Collected data entries:
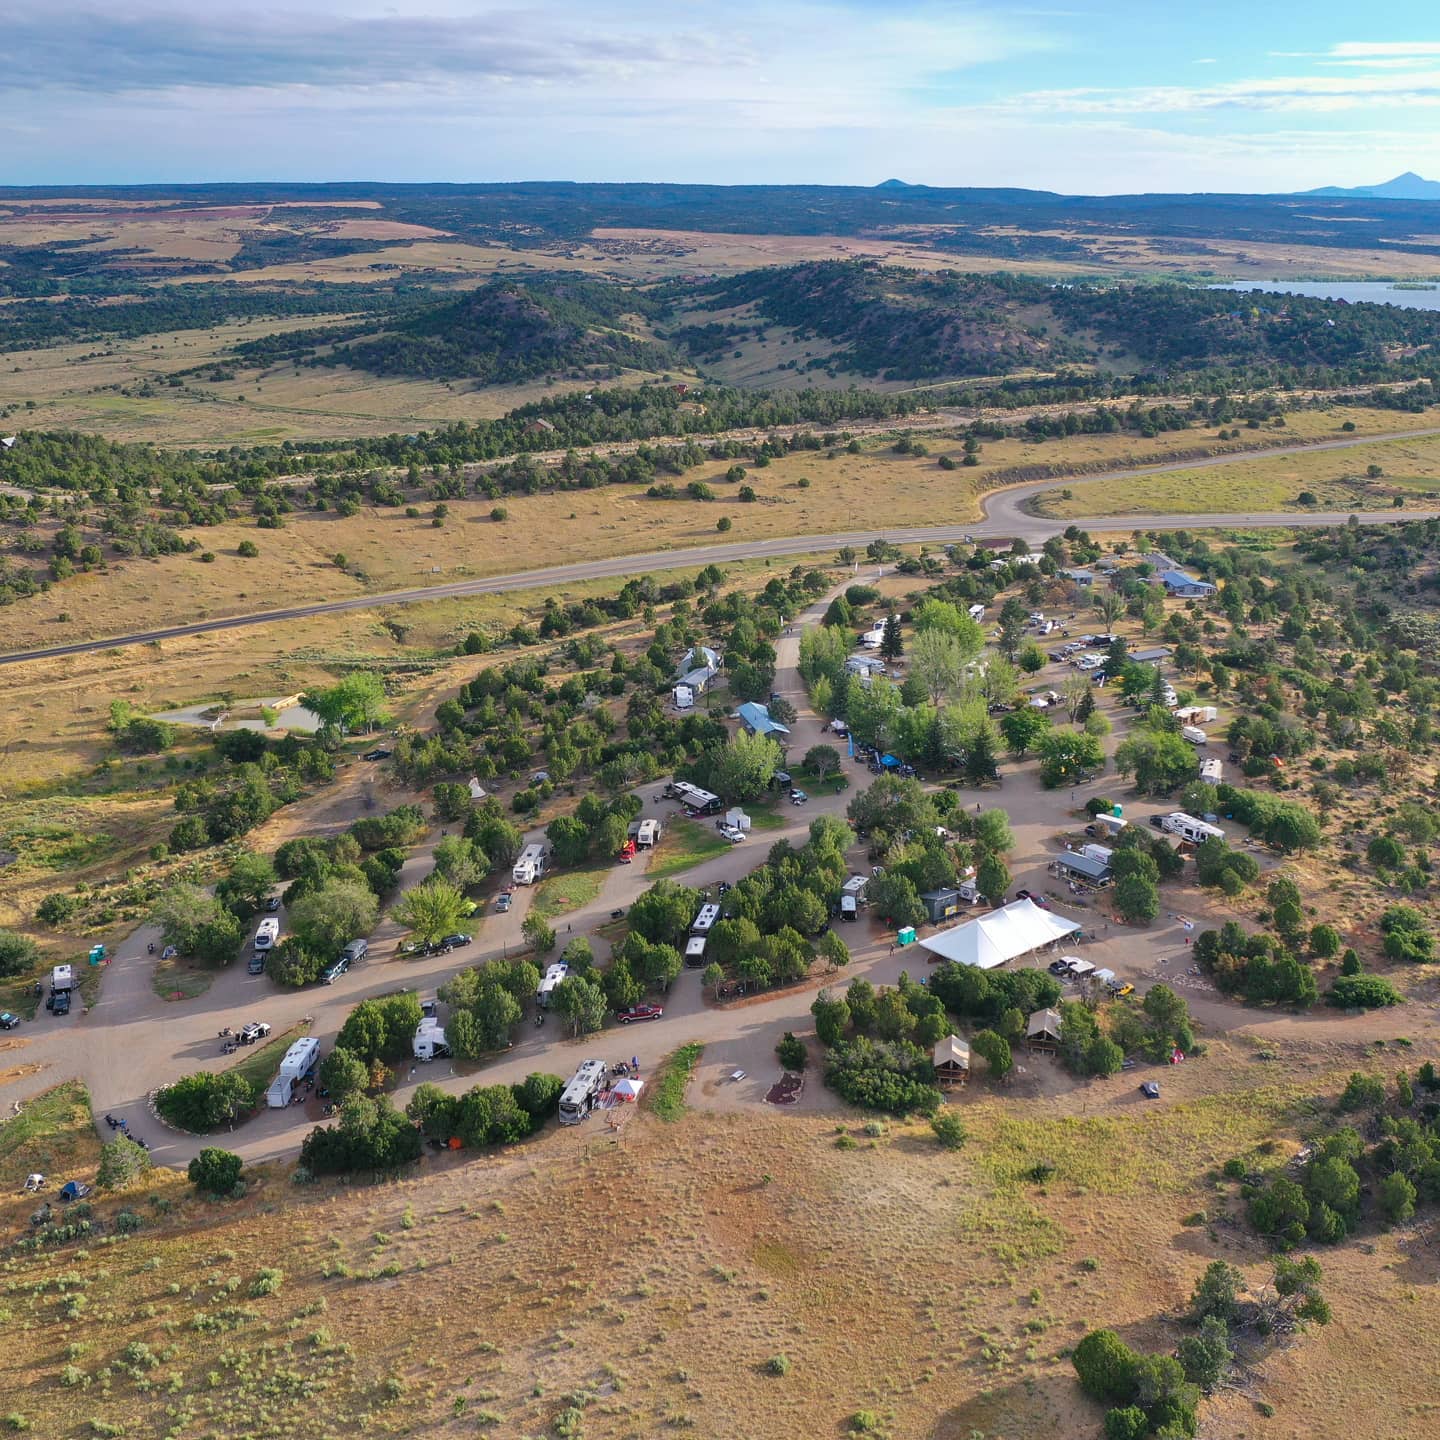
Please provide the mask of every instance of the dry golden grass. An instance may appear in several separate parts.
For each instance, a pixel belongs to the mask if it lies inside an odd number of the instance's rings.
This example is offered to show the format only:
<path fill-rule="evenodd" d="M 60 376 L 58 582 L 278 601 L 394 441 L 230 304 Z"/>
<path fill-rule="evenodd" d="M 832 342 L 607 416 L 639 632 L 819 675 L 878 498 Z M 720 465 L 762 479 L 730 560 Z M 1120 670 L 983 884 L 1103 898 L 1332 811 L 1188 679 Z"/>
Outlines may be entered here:
<path fill-rule="evenodd" d="M 1290 427 L 1286 433 L 1291 433 Z M 1359 433 L 1365 432 L 1360 429 Z M 1383 475 L 1367 478 L 1371 465 L 1378 465 Z M 1316 503 L 1299 504 L 1297 496 L 1302 491 L 1314 495 Z M 1040 513 L 1057 519 L 1186 511 L 1294 510 L 1303 514 L 1307 509 L 1382 510 L 1396 496 L 1422 500 L 1437 492 L 1440 437 L 1430 436 L 1310 455 L 1257 455 L 1223 468 L 1126 476 L 1076 485 L 1068 499 L 1058 490 L 1049 491 L 1037 505 Z"/>
<path fill-rule="evenodd" d="M 1244 1228 L 1214 1223 L 1238 1200 L 1211 1176 L 1256 1138 L 1282 1137 L 1283 1153 L 1297 1096 L 1303 1107 L 1311 1090 L 1333 1093 L 1333 1072 L 1298 1053 L 1287 1063 L 1277 1090 L 1265 1083 L 1277 1067 L 1219 1046 L 1174 1077 L 1193 1101 L 1135 1106 L 1080 1144 L 1053 1099 L 979 1086 L 958 1154 L 928 1127 L 889 1122 L 873 1141 L 851 1123 L 858 1148 L 841 1150 L 833 1116 L 756 1110 L 669 1125 L 640 1114 L 618 1141 L 593 1124 L 552 1129 L 497 1154 L 427 1159 L 378 1188 L 287 1193 L 266 1170 L 245 1200 L 217 1206 L 162 1177 L 153 1187 L 176 1208 L 131 1201 L 149 1221 L 133 1238 L 11 1261 L 0 1408 L 38 1437 L 91 1415 L 158 1433 L 167 1405 L 223 1428 L 263 1396 L 284 1426 L 313 1420 L 306 1392 L 320 1387 L 333 1433 L 538 1436 L 578 1422 L 591 1440 L 808 1440 L 860 1409 L 895 1440 L 1092 1433 L 1100 1413 L 1067 1347 L 1106 1324 L 1168 1350 L 1182 1333 L 1168 1317 L 1210 1259 L 1263 1275 Z M 994 1178 L 1002 1125 L 1057 1164 L 1047 1185 Z M 1151 1149 L 1162 1168 L 1131 1158 Z M 7 1163 L 18 1172 L 31 1153 Z M 1091 1183 L 1107 1162 L 1123 1189 Z M 28 1204 L 8 1204 L 23 1229 Z M 1199 1209 L 1208 1229 L 1181 1223 Z M 1356 1440 L 1424 1433 L 1434 1258 L 1366 1235 L 1321 1260 L 1335 1324 L 1253 1357 L 1207 1422 L 1266 1433 L 1252 1408 L 1263 1398 L 1276 1433 L 1329 1434 L 1338 1413 Z M 284 1272 L 278 1294 L 250 1293 L 262 1269 Z M 62 1271 L 86 1297 L 73 1318 Z M 207 1334 L 197 1315 L 235 1328 Z M 165 1358 L 125 1361 L 136 1343 Z M 136 1355 L 153 1385 L 129 1373 Z M 784 1375 L 767 1373 L 777 1356 Z M 1345 1403 L 1356 1395 L 1373 1403 Z"/>

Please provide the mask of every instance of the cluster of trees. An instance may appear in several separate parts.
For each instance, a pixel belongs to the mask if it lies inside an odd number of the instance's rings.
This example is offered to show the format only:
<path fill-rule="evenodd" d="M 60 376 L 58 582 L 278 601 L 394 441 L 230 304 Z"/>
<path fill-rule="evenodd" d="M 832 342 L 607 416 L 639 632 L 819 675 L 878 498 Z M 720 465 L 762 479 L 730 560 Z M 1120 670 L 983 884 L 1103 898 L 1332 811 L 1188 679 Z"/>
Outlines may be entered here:
<path fill-rule="evenodd" d="M 610 801 L 584 795 L 572 815 L 552 820 L 545 829 L 550 853 L 557 865 L 583 865 L 592 855 L 609 859 L 619 854 L 629 835 L 630 822 L 639 815 L 638 795 L 618 795 Z"/>
<path fill-rule="evenodd" d="M 148 733 L 155 723 L 127 718 L 125 712 L 120 721 L 118 736 Z M 215 736 L 214 745 L 227 762 L 225 769 L 175 788 L 175 809 L 183 818 L 170 831 L 171 850 L 199 850 L 238 839 L 263 825 L 281 805 L 298 800 L 306 782 L 335 775 L 330 743 L 321 736 L 286 736 L 271 743 L 255 730 L 225 730 Z"/>
<path fill-rule="evenodd" d="M 476 1085 L 463 1095 L 427 1083 L 416 1087 L 405 1114 L 432 1140 L 477 1150 L 514 1145 L 544 1125 L 564 1088 L 560 1076 L 538 1070 L 516 1085 Z"/>
<path fill-rule="evenodd" d="M 440 998 L 450 1006 L 445 1039 L 451 1053 L 478 1060 L 503 1050 L 539 987 L 539 970 L 523 957 L 491 960 L 452 976 L 440 987 Z"/>
<path fill-rule="evenodd" d="M 390 1067 L 410 1053 L 420 1014 L 414 991 L 404 990 L 362 1000 L 345 1017 L 334 1049 L 320 1065 L 320 1083 L 337 1105 L 384 1085 Z"/>
<path fill-rule="evenodd" d="M 1263 790 L 1234 785 L 1219 785 L 1216 790 L 1223 813 L 1261 836 L 1267 845 L 1290 852 L 1313 850 L 1320 844 L 1320 822 L 1298 800 L 1282 800 Z"/>
<path fill-rule="evenodd" d="M 110 702 L 110 733 L 115 743 L 133 755 L 155 755 L 175 743 L 175 727 L 152 720 L 128 700 Z"/>
<path fill-rule="evenodd" d="M 394 1175 L 420 1158 L 420 1130 L 386 1096 L 352 1095 L 334 1125 L 317 1125 L 300 1146 L 309 1175 Z"/>
<path fill-rule="evenodd" d="M 1398 1071 L 1389 1090 L 1378 1075 L 1351 1075 L 1336 1108 L 1363 1114 L 1364 1133 L 1344 1125 L 1325 1136 L 1298 1179 L 1250 1175 L 1235 1162 L 1251 1224 L 1281 1249 L 1307 1239 L 1333 1245 L 1359 1229 L 1367 1210 L 1401 1225 L 1417 1205 L 1440 1200 L 1440 1120 L 1433 1099 L 1420 1098 L 1437 1091 L 1440 1075 L 1429 1061 L 1414 1080 Z"/>
<path fill-rule="evenodd" d="M 1245 1332 L 1288 1333 L 1305 1324 L 1328 1325 L 1330 1306 L 1312 1257 L 1275 1260 L 1271 1279 L 1252 1294 L 1245 1276 L 1215 1260 L 1195 1284 L 1186 1319 L 1193 1327 L 1173 1355 L 1127 1345 L 1113 1330 L 1092 1330 L 1072 1362 L 1081 1388 L 1110 1408 L 1105 1440 L 1186 1440 L 1196 1433 L 1201 1397 L 1228 1378 L 1234 1341 Z"/>
<path fill-rule="evenodd" d="M 203 1135 L 221 1125 L 233 1126 L 254 1109 L 259 1098 L 255 1087 L 234 1070 L 222 1070 L 218 1075 L 200 1070 L 157 1090 L 155 1108 L 177 1130 Z"/>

* _What you will do_: Transcribe each of the records above precisely, with no pictures in the copy.

* _Answer to this task_:
Please provide the mask of every instance of the dry golden grass. An instance may appear in several separate parts.
For each instance, a pixel belongs to the mask if it lies inside an odd number of the instance's rings.
This example is offered to show the format only:
<path fill-rule="evenodd" d="M 60 376 L 58 582 L 278 601 L 394 441 L 230 304 Z"/>
<path fill-rule="evenodd" d="M 832 342 L 607 416 L 639 632 L 819 675 L 878 498 Z M 720 465 L 762 479 L 730 560 Z M 1120 670 L 983 884 L 1103 898 L 1332 811 L 1188 679 Z"/>
Outlines may be entered here:
<path fill-rule="evenodd" d="M 1290 427 L 1286 433 L 1291 433 Z M 1359 433 L 1365 432 L 1360 429 Z M 1383 475 L 1367 478 L 1371 465 L 1378 465 Z M 1316 503 L 1299 504 L 1297 496 L 1302 491 L 1314 495 Z M 1040 513 L 1057 519 L 1186 511 L 1294 510 L 1303 514 L 1307 509 L 1382 510 L 1396 496 L 1422 500 L 1437 492 L 1440 437 L 1430 436 L 1310 455 L 1257 455 L 1223 468 L 1126 476 L 1076 485 L 1068 499 L 1058 490 L 1049 491 L 1037 505 Z"/>
<path fill-rule="evenodd" d="M 1244 1228 L 1214 1223 L 1238 1200 L 1211 1176 L 1256 1138 L 1282 1137 L 1283 1153 L 1297 1096 L 1303 1107 L 1311 1090 L 1333 1093 L 1333 1072 L 1298 1053 L 1287 1063 L 1277 1090 L 1265 1083 L 1277 1067 L 1219 1046 L 1174 1077 L 1193 1101 L 1135 1106 L 1080 1144 L 1053 1099 L 979 1086 L 958 1154 L 928 1127 L 889 1122 L 873 1141 L 851 1123 L 858 1148 L 841 1150 L 833 1116 L 756 1110 L 669 1125 L 640 1114 L 618 1141 L 593 1124 L 552 1129 L 497 1154 L 427 1159 L 378 1188 L 287 1193 L 266 1170 L 245 1200 L 217 1206 L 162 1177 L 153 1187 L 176 1208 L 131 1201 L 149 1221 L 133 1238 L 11 1261 L 0 1408 L 38 1437 L 91 1415 L 158 1433 L 167 1405 L 223 1428 L 263 1396 L 284 1426 L 313 1420 L 306 1392 L 320 1387 L 333 1433 L 538 1436 L 578 1422 L 591 1440 L 808 1440 L 860 1409 L 895 1440 L 1092 1433 L 1100 1413 L 1067 1347 L 1106 1324 L 1168 1350 L 1182 1333 L 1168 1317 L 1210 1259 L 1263 1275 Z M 994 1178 L 1002 1125 L 1057 1164 L 1047 1185 Z M 1151 1149 L 1162 1168 L 1131 1158 Z M 7 1163 L 18 1172 L 31 1153 Z M 1091 1183 L 1107 1162 L 1123 1189 Z M 28 1204 L 8 1204 L 23 1229 Z M 1199 1209 L 1208 1229 L 1181 1223 Z M 1356 1440 L 1424 1433 L 1434 1258 L 1366 1235 L 1321 1260 L 1335 1324 L 1253 1357 L 1207 1422 L 1266 1433 L 1252 1408 L 1263 1398 L 1276 1433 L 1329 1434 L 1338 1413 Z M 284 1272 L 278 1294 L 250 1293 L 262 1269 Z M 62 1271 L 86 1297 L 73 1318 Z M 207 1334 L 197 1315 L 235 1328 Z M 165 1358 L 125 1361 L 136 1343 Z M 136 1355 L 153 1385 L 129 1373 Z M 784 1375 L 767 1373 L 777 1356 Z M 1345 1403 L 1356 1395 L 1373 1403 Z"/>

Please provide the mask of every instance of the cluster of trees. An instance may appear in several separate parts.
For each instance, a pixel belongs to the mask if it lies inside an odd number of the instance's rings.
This example is offered to show the format only:
<path fill-rule="evenodd" d="M 60 376 L 58 582 L 278 601 L 394 441 L 230 304 Z"/>
<path fill-rule="evenodd" d="M 832 342 L 607 416 L 639 632 L 819 675 L 878 498 Z M 720 465 L 762 479 L 730 560 Z M 1120 670 L 983 884 L 1103 898 L 1332 811 L 1188 679 Z"/>
Outlines may be entered here:
<path fill-rule="evenodd" d="M 610 801 L 584 795 L 572 815 L 552 820 L 545 829 L 550 853 L 557 865 L 583 865 L 592 855 L 609 859 L 619 854 L 629 835 L 630 822 L 639 815 L 638 795 L 618 795 Z"/>
<path fill-rule="evenodd" d="M 148 733 L 155 723 L 127 718 L 125 712 L 120 721 L 118 736 Z M 215 736 L 214 745 L 227 762 L 225 769 L 175 788 L 175 809 L 183 818 L 170 831 L 171 850 L 199 850 L 238 839 L 263 825 L 281 805 L 298 800 L 306 782 L 335 775 L 330 743 L 321 736 L 286 736 L 271 743 L 255 730 L 225 730 Z"/>
<path fill-rule="evenodd" d="M 476 1085 L 463 1095 L 427 1083 L 416 1087 L 405 1114 L 432 1140 L 477 1150 L 514 1145 L 544 1125 L 564 1088 L 560 1076 L 538 1070 L 516 1085 Z"/>
<path fill-rule="evenodd" d="M 440 998 L 450 1006 L 445 1039 L 451 1053 L 478 1060 L 503 1050 L 539 987 L 539 970 L 523 957 L 491 960 L 452 976 L 440 987 Z"/>
<path fill-rule="evenodd" d="M 390 1067 L 410 1053 L 420 1014 L 414 991 L 404 990 L 362 1000 L 345 1017 L 334 1049 L 320 1065 L 320 1083 L 337 1105 L 384 1085 Z"/>
<path fill-rule="evenodd" d="M 1263 790 L 1234 785 L 1219 785 L 1216 790 L 1223 813 L 1261 836 L 1267 845 L 1290 852 L 1313 850 L 1320 844 L 1320 822 L 1298 800 L 1282 800 Z"/>
<path fill-rule="evenodd" d="M 110 702 L 110 733 L 115 743 L 133 755 L 155 755 L 175 743 L 175 727 L 152 720 L 128 700 Z"/>
<path fill-rule="evenodd" d="M 394 1175 L 420 1158 L 420 1130 L 386 1096 L 352 1095 L 334 1125 L 317 1125 L 300 1146 L 309 1175 Z"/>
<path fill-rule="evenodd" d="M 1398 1071 L 1389 1090 L 1378 1075 L 1351 1075 L 1336 1108 L 1363 1114 L 1364 1133 L 1344 1125 L 1325 1136 L 1298 1179 L 1250 1175 L 1235 1162 L 1251 1224 L 1281 1249 L 1307 1239 L 1333 1245 L 1359 1229 L 1367 1210 L 1401 1225 L 1417 1205 L 1440 1200 L 1440 1120 L 1433 1099 L 1420 1098 L 1437 1091 L 1440 1075 L 1429 1061 L 1414 1080 Z"/>
<path fill-rule="evenodd" d="M 1245 1332 L 1288 1333 L 1305 1324 L 1328 1325 L 1330 1306 L 1312 1257 L 1275 1260 L 1271 1279 L 1252 1294 L 1245 1276 L 1215 1260 L 1195 1284 L 1186 1319 L 1193 1327 L 1173 1355 L 1127 1345 L 1113 1330 L 1092 1330 L 1072 1362 L 1081 1388 L 1110 1408 L 1105 1440 L 1186 1440 L 1196 1433 L 1201 1397 L 1228 1378 L 1234 1341 Z"/>
<path fill-rule="evenodd" d="M 203 1135 L 221 1125 L 233 1126 L 254 1109 L 259 1098 L 255 1087 L 234 1070 L 222 1070 L 218 1075 L 200 1070 L 157 1090 L 155 1108 L 177 1130 Z"/>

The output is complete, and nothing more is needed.